> Your task
Each line of the records below needs repeating exactly. Skip the pictures.

> Data provided
****
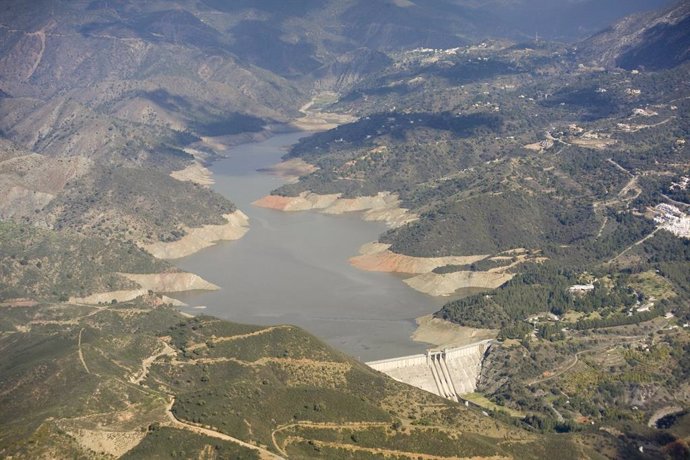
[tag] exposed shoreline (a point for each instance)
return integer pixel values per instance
(155, 282)
(383, 207)
(198, 238)
(444, 334)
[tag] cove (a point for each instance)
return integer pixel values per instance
(292, 268)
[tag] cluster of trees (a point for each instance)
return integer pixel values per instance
(540, 289)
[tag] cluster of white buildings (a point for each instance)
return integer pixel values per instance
(672, 219)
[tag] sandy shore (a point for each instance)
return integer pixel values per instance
(444, 334)
(377, 257)
(291, 170)
(198, 238)
(156, 282)
(196, 173)
(383, 207)
(446, 284)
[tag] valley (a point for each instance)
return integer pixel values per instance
(214, 214)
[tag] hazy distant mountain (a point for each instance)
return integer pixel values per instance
(656, 40)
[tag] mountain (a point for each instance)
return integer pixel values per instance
(546, 175)
(651, 41)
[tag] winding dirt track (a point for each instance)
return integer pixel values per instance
(176, 423)
(81, 354)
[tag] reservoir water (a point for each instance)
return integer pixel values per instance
(292, 268)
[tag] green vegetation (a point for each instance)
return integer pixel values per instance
(73, 375)
(57, 265)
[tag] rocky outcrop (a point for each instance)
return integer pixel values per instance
(383, 207)
(291, 170)
(377, 257)
(171, 282)
(198, 238)
(195, 173)
(156, 282)
(446, 284)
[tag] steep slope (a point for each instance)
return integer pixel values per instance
(652, 41)
(123, 379)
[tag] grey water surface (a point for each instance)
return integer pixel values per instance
(292, 268)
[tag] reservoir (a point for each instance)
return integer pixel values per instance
(292, 268)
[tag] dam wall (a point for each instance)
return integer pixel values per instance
(449, 373)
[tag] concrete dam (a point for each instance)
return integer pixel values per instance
(449, 373)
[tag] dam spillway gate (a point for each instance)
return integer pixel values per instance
(450, 373)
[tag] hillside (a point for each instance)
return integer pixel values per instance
(549, 179)
(549, 173)
(137, 379)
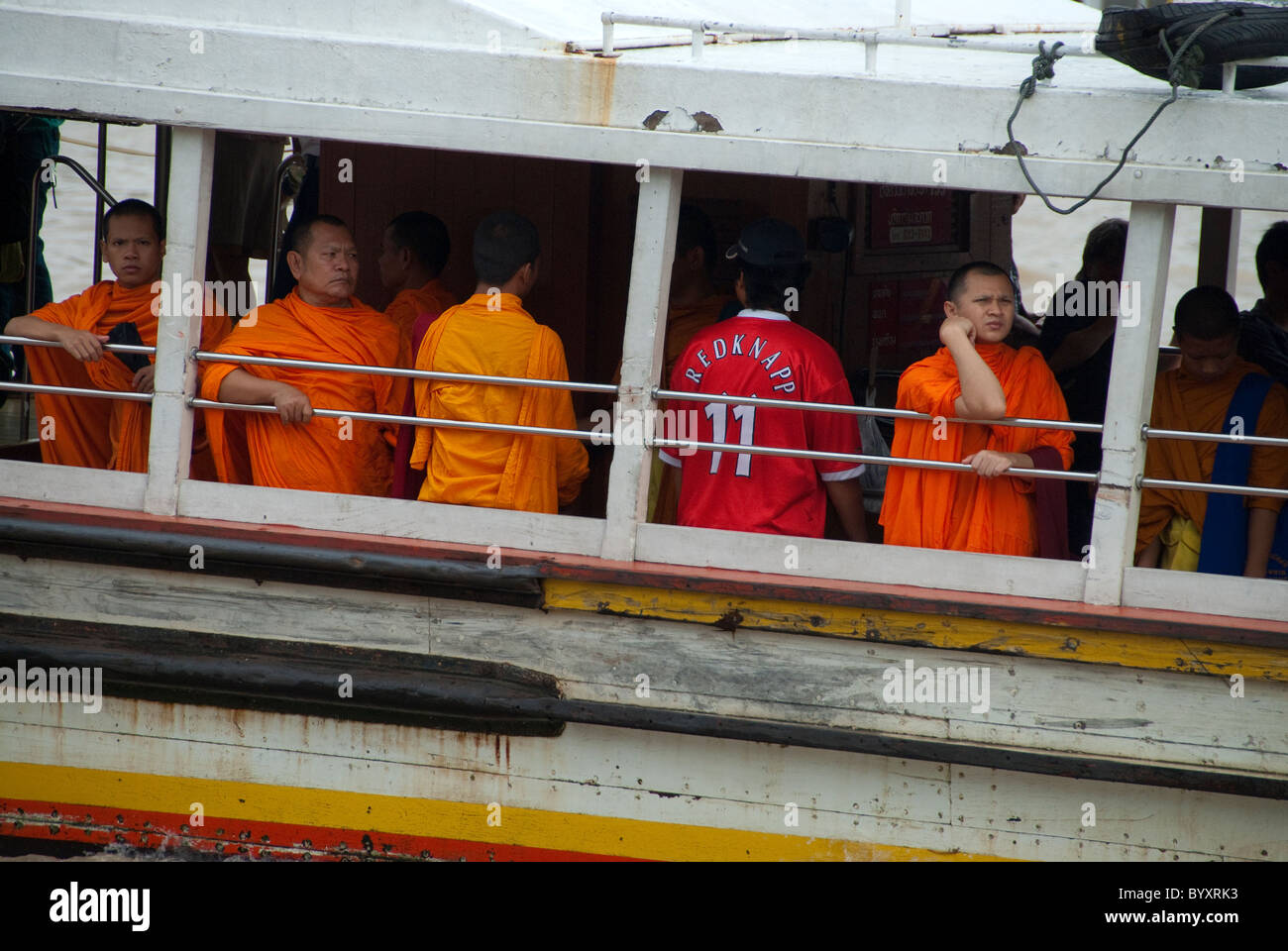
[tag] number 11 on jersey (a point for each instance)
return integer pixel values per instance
(746, 419)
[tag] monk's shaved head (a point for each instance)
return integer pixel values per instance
(134, 208)
(303, 234)
(502, 244)
(1207, 313)
(695, 230)
(957, 282)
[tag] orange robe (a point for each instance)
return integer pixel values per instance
(682, 324)
(962, 510)
(410, 304)
(501, 471)
(326, 455)
(413, 311)
(1183, 402)
(91, 431)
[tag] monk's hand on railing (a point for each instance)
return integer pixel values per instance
(990, 463)
(954, 326)
(82, 344)
(292, 405)
(145, 377)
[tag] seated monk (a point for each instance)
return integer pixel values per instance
(490, 334)
(695, 304)
(95, 432)
(320, 321)
(1215, 390)
(412, 254)
(974, 375)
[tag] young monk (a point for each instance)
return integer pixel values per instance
(975, 376)
(1214, 390)
(320, 321)
(413, 253)
(695, 304)
(490, 334)
(89, 431)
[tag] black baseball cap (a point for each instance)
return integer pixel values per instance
(769, 244)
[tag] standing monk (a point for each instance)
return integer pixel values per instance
(95, 432)
(1214, 390)
(320, 321)
(974, 375)
(490, 334)
(412, 254)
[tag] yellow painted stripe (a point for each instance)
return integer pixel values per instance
(434, 817)
(1144, 651)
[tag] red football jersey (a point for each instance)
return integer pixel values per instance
(759, 354)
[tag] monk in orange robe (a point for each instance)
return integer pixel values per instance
(490, 334)
(974, 375)
(94, 432)
(695, 304)
(412, 254)
(320, 321)
(1176, 528)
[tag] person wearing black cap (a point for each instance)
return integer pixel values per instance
(764, 354)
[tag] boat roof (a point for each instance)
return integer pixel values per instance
(523, 79)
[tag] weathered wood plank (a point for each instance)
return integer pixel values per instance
(213, 603)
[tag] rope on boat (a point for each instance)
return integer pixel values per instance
(1043, 67)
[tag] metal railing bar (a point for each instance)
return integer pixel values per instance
(1212, 437)
(605, 437)
(400, 371)
(855, 458)
(116, 348)
(77, 390)
(407, 420)
(1141, 482)
(1020, 422)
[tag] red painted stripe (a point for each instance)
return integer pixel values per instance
(98, 825)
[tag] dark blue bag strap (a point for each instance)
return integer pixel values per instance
(1224, 549)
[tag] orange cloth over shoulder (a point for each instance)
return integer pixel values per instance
(961, 510)
(326, 455)
(1183, 402)
(410, 304)
(420, 307)
(95, 432)
(501, 471)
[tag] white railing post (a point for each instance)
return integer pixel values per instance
(1131, 392)
(642, 355)
(188, 218)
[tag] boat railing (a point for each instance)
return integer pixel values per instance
(76, 390)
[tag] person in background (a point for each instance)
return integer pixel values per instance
(1078, 344)
(975, 376)
(413, 252)
(94, 432)
(1214, 390)
(492, 335)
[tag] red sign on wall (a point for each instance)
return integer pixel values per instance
(906, 217)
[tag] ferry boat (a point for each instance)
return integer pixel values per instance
(294, 674)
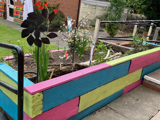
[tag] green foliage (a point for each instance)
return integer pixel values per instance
(43, 62)
(115, 11)
(100, 58)
(150, 8)
(138, 44)
(83, 40)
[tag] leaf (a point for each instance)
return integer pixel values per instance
(24, 33)
(25, 24)
(51, 16)
(30, 40)
(52, 35)
(32, 15)
(42, 28)
(45, 40)
(39, 20)
(37, 34)
(38, 42)
(31, 29)
(44, 13)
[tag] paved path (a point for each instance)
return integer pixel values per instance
(140, 104)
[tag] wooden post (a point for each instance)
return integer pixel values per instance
(150, 30)
(135, 30)
(96, 31)
(156, 33)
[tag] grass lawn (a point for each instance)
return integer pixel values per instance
(10, 35)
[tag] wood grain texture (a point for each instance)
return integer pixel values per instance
(144, 61)
(150, 68)
(8, 105)
(106, 90)
(65, 92)
(12, 74)
(64, 79)
(32, 103)
(130, 57)
(61, 112)
(132, 86)
(97, 106)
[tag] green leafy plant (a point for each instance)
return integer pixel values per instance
(138, 44)
(115, 11)
(101, 51)
(83, 40)
(34, 28)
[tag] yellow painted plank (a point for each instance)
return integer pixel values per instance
(33, 104)
(106, 90)
(7, 80)
(130, 57)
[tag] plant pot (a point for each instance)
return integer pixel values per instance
(31, 76)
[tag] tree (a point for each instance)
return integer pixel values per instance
(114, 13)
(150, 8)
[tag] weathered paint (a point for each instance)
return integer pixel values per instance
(96, 106)
(75, 88)
(104, 91)
(64, 79)
(132, 86)
(130, 57)
(61, 112)
(144, 61)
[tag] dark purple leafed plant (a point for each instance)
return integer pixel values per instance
(34, 26)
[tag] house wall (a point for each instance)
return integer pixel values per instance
(76, 95)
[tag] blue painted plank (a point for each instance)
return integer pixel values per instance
(13, 75)
(65, 92)
(8, 105)
(150, 68)
(97, 106)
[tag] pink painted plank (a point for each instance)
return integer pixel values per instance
(26, 55)
(39, 87)
(144, 61)
(132, 86)
(61, 112)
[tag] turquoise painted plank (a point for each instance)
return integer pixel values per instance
(13, 75)
(8, 105)
(150, 68)
(97, 106)
(65, 92)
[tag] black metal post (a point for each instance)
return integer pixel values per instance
(78, 11)
(20, 75)
(37, 63)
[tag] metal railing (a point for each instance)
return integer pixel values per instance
(18, 91)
****
> Answer box
[tag] exposed shoreline (a point for each instance)
return integer pixel values per instance
(155, 282)
(383, 207)
(198, 238)
(444, 334)
[tag] cove (a point for each instance)
return integer pixel values per instance
(292, 268)
[tag] cluster of trees (a point for each instance)
return integer pixel values per instance
(540, 289)
[tag] cluster of white buildings (a point for each instance)
return integer pixel values per instance
(672, 219)
[tag] sandy shore (a point for each instance)
return integer pixel values per instance
(444, 334)
(377, 257)
(291, 170)
(198, 238)
(156, 282)
(196, 173)
(383, 207)
(446, 284)
[tag] valley (a point for each instance)
return integer pixel values per instance
(214, 214)
[tag] hazy distant mountain (a point for each instance)
return integer pixel values per instance
(656, 40)
[tag] mountain (a point for each instance)
return integer pixel values per instance
(546, 175)
(651, 41)
[tag] winding dirt track (a point for each instance)
return integer pixel values per instance
(176, 423)
(81, 354)
[tag] reservoir water (a point for each instance)
return integer pixel values per instance
(292, 268)
[tag] green vegetation (a point for each instance)
return integer pixel values per instance
(73, 375)
(57, 265)
[tag] rocky outcrop (a point for each instance)
return integer pixel values per instance
(383, 207)
(291, 170)
(377, 257)
(171, 282)
(198, 238)
(195, 173)
(156, 282)
(446, 284)
[tag] steep slope (a point for each instance)
return integer pixel values per instance
(652, 41)
(123, 379)
[tag] grey water surface (a point for each instance)
return integer pixel values per instance
(292, 268)
[tag] reservoir (a point for each instance)
return integer pixel values per instance
(292, 268)
[tag] dam wall (a point for each instance)
return integer pixel values per instance
(449, 373)
[tag] concrete dam (a point for each instance)
return integer pixel values per instance
(449, 373)
[tag] dam spillway gate (a point for each instance)
return integer pixel values per instance
(450, 373)
[tag] hillside (a point for each instance)
return integer pixel values per instance
(549, 179)
(549, 173)
(137, 379)
[tag] number 11 on jersey (a point for each instance)
return integer pixel values per instance
(746, 419)
[tag] monk's shaved head (a point for each instance)
return integer pixel values per instance
(134, 208)
(303, 234)
(502, 244)
(1207, 313)
(695, 230)
(957, 282)
[tag] orange robe (a point for each instance)
return integer pixel values per instance
(682, 324)
(962, 510)
(410, 304)
(501, 471)
(326, 455)
(413, 311)
(1183, 402)
(91, 431)
[tag] monk's hand on railing (a point for each instance)
return integer pixel values per instance
(990, 463)
(954, 326)
(82, 344)
(292, 405)
(145, 377)
[tag] seated monk (a point for each instance)
return integer pixel values per instance
(490, 334)
(695, 304)
(95, 432)
(320, 321)
(1215, 390)
(412, 254)
(974, 375)
[tag] young monk (a point for each instance)
return integer pixel values per instance
(975, 376)
(1214, 390)
(320, 321)
(413, 253)
(695, 304)
(490, 334)
(89, 431)
[tag] black baseball cap (a point for each instance)
return integer pixel values per instance
(769, 244)
[tag] standing monk (a point for each instance)
return integer pixel values per instance
(95, 432)
(1214, 390)
(320, 321)
(974, 375)
(490, 334)
(412, 254)
[tag] yellow painted stripe (a point for each instance)
return integer pixel values per instance
(434, 817)
(1144, 651)
[tag] red football jersey (a point for each instance)
return integer pixel values per instance
(759, 354)
[tag] monk in orange robe (a point for each instance)
return integer pixel values per instance
(490, 334)
(974, 375)
(94, 432)
(695, 304)
(412, 254)
(320, 321)
(1176, 528)
[tag] person wearing black cap (a point for each instance)
return integer pixel values per instance
(764, 354)
[tag] boat roof (a point for each instance)
return integer pixel values per instance
(523, 79)
[tag] weathered wood plank (a point for each instance)
return integer pixel values per instance
(213, 603)
[tag] rope on boat (a point for each instance)
return integer pixel values per instance
(1043, 67)
[tag] metal railing bar (a point for each instance)
return integer pixel values per instance
(1212, 437)
(605, 437)
(400, 371)
(855, 458)
(116, 348)
(77, 390)
(407, 420)
(1141, 482)
(1020, 422)
[tag] red painted stripe (a point for each instance)
return integer pixel values per instance
(98, 825)
[tag] dark blue bag strap (a point for each instance)
return integer pixel values per instance
(1224, 549)
[tag] orange cloth over shoulder (a point for each instance)
return integer pixel values per instance
(961, 510)
(326, 455)
(1183, 402)
(410, 304)
(420, 307)
(95, 432)
(501, 471)
[tag] white railing post (a point for each instance)
return integer pixel values per instance
(1131, 392)
(642, 355)
(188, 218)
[tag] boat railing (a point for each instance)
return integer pixel values per instance
(76, 390)
[tag] person in background (a point for each instance)
return integer pixel values per instance
(1078, 344)
(975, 376)
(413, 252)
(94, 432)
(1214, 390)
(492, 335)
[tag] red sign on wall (a point for each instance)
return integer pixel values per instance
(906, 217)
[tag] ferry boat (a point for each instance)
return integer pixel values per instance
(294, 674)
[tag] green foliage (a point for each instance)
return integer pixel values per instance
(43, 62)
(115, 11)
(100, 58)
(150, 8)
(138, 44)
(83, 40)
[tag] leaf (a point for each instance)
return integer pixel values per instance
(24, 33)
(25, 24)
(51, 16)
(30, 40)
(52, 35)
(32, 15)
(42, 28)
(45, 40)
(39, 20)
(37, 34)
(38, 42)
(31, 29)
(44, 13)
[tag] paved path (a point for each instance)
return integer pixel values per instance
(140, 104)
[tag] wooden post (a point for each instance)
return integer pixel values per instance
(150, 30)
(135, 30)
(96, 31)
(156, 33)
[tag] grass lawn (a point for each instance)
return integer pixel values per instance
(10, 35)
[tag] wood grain texture (a point for each instance)
return integer pixel values per instance
(144, 61)
(150, 68)
(8, 105)
(106, 90)
(65, 92)
(12, 74)
(64, 79)
(32, 103)
(130, 57)
(61, 112)
(132, 86)
(97, 106)
[tag] green leafy plant (a point for each instance)
return integer pixel values per instance
(138, 44)
(115, 11)
(101, 51)
(83, 40)
(34, 28)
[tag] yellow painted plank (a point for each instance)
return integer pixel values per instance
(33, 104)
(106, 90)
(7, 80)
(130, 57)
[tag] plant pot (a point for each instance)
return integer pixel values per instance
(31, 76)
[tag] tree (a point for each instance)
return integer pixel values per instance
(114, 13)
(150, 8)
[tag] weathered paint (a point for each instance)
return integer pixel values per instance
(96, 106)
(75, 88)
(104, 91)
(64, 79)
(132, 86)
(130, 57)
(61, 112)
(144, 61)
[tag] dark purple leafed plant (a point for each instance)
return integer pixel values per instance
(34, 26)
[tag] house wall (a point for each instance)
return integer pixel values per instance
(76, 95)
[tag] blue painted plank (a point for each instance)
return integer pixel values per instance
(13, 75)
(65, 92)
(8, 105)
(150, 68)
(97, 106)
[tag] pink painted plank (a point for each instance)
return integer pixel values per instance
(26, 55)
(39, 87)
(144, 61)
(132, 86)
(61, 112)
[tag] turquoise painted plank (a point for each instance)
return integer pixel values per instance
(13, 75)
(8, 105)
(150, 68)
(97, 106)
(65, 92)
[tag] black metal post (a point for each instance)
return integer pixel values per instance
(78, 11)
(20, 75)
(37, 63)
[tag] metal railing (a point for each instance)
return integer pixel values per instance
(18, 91)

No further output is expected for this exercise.